Coordinate annotation entries:
════════
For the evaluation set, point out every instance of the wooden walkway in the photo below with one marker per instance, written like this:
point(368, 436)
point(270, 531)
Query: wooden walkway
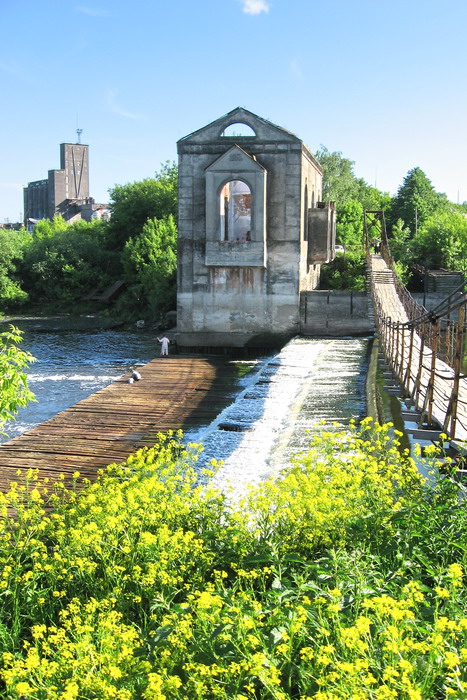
point(425, 378)
point(175, 392)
════════
Copy out all of the rows above, swapping "wooden walkway" for "wooden boardwalk" and keeping everything else unchanged. Omit the pictures.

Result for this task ▸
For the evaluation set, point out every instance of the wooden boardwalk in the photo below with one marker per instance, written like this:
point(368, 436)
point(270, 531)
Query: wooden boardwalk
point(425, 378)
point(175, 392)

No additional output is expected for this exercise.